# DATA PROVIDED
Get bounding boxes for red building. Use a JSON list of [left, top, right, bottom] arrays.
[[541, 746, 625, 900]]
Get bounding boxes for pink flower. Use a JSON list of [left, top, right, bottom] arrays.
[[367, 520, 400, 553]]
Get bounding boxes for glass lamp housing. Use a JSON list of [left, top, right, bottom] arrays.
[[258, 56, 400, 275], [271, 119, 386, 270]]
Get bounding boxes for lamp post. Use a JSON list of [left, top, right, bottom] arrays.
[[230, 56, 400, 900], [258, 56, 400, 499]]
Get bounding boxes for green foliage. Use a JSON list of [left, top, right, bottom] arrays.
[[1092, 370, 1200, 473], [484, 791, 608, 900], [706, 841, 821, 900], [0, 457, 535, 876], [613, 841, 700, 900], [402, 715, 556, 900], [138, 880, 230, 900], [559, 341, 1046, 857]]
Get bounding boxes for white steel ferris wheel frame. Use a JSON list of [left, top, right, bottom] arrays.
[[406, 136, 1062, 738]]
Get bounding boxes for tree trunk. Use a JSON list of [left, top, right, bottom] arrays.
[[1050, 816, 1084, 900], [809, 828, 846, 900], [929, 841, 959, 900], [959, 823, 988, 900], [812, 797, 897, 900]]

# CHALLENGE
Please convert the stretch of entries from the line containing "Get bounding boxes for green" through the end of the entries into a two-column CSV with the headers input and output. Give one row per entry, putting its text under input and its answer under output, each in a single quoted field with line breaks replaced by spaces.

# THE RESULT
input,output
"Get bounding boxes for green foliage. Use a JSON list of [left, top, right, bottom] arrays.","[[1092, 370, 1200, 473], [484, 791, 608, 900], [706, 841, 821, 900], [0, 457, 535, 876], [613, 841, 700, 900], [402, 715, 556, 900], [138, 880, 230, 900], [559, 341, 1046, 857]]"
"Get bounding boxes for white steel ferris wheel frame. Use a JSON list of [left, top, right, bottom] arrays.","[[406, 136, 1062, 738]]"
"Get bounding boxes for tree trunk. Use a JSON list of [left, top, right, bottom] arrays.","[[1050, 816, 1084, 900], [809, 828, 846, 900], [929, 841, 959, 900], [959, 823, 988, 900], [812, 797, 897, 900]]"